<<<<

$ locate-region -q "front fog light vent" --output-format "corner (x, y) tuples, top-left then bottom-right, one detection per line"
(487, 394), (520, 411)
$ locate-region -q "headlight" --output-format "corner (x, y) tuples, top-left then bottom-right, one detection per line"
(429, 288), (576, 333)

>>>>
<<<<

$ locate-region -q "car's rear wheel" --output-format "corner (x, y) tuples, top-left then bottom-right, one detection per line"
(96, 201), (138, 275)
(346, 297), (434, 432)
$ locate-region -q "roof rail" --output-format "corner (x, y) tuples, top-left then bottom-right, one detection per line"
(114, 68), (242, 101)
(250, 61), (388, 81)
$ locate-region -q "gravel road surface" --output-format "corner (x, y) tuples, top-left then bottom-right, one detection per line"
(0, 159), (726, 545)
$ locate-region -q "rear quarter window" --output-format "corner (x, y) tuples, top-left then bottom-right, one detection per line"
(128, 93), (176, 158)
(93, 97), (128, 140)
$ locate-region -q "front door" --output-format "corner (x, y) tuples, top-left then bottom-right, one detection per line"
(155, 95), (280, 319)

>>>>

- **Challenge**
Count how many lines of the data above contain the string "left", matching case exactly, and reply with only that number.

- **Solution below**
7